◆ **PASSAGE SHOWN**
Lurch Deductive Engine

source

matching/de-bruijn.js


import { LogicConcept } from '../logic-concept.js'
import { Application } from '../application.js'
import { BindingExpression } from '../binding-expression.js'
import { Symbol as LurchSymbol } from '../symbol.js'
import {
    expressionFunctionApplication, isAnEF, newEF, parametersOfEF, bodyOfEF
} from './expression-functions.js'
import { metavariable } from './metavariables.js'

/**
 * ## What are de Bruijn indices?
 * 
 * One way to express bound variables without giving them explicit names is to
 * use *de Bruijn indices,* a technique that replaces symbols with numbers.  The
 * standard version of this method applies to the $\lambda$-calculus, replacing
 * a bound variable $x$ with a natural number $n$ that is equal to the number of
 * levels of nested $\lambda$ expressions one must walk up the syntax tree to
 * find the one that binds $x$.

◆ **GOAL**
Print the de Bruijn source file exactly, from "matching/de-bruijn.js" up to and including "de Bruijn indices?".

◆ **SOURCE EXCERPT**
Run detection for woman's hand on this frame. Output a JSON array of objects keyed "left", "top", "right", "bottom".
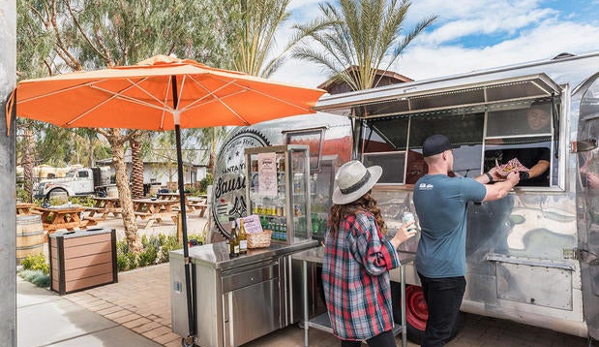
[{"left": 391, "top": 221, "right": 418, "bottom": 249}]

◆ **EXERCISE ANSWER**
matching/de-bruijn.js


import { LogicConcept } from '../logic-concept.js'
import { Application } from '../application.js'
import { BindingExpression } from '../binding-expression.js'
import { Symbol as LurchSymbol } from '../symbol.js'
import {
    expressionFunctionApplication, isAnEF, newEF, parametersOfEF, bodyOfEF
} from './expression-functions.js'
import { metavariable } from './metavariables.js'

/**
 * ## What are de Bruijn indices?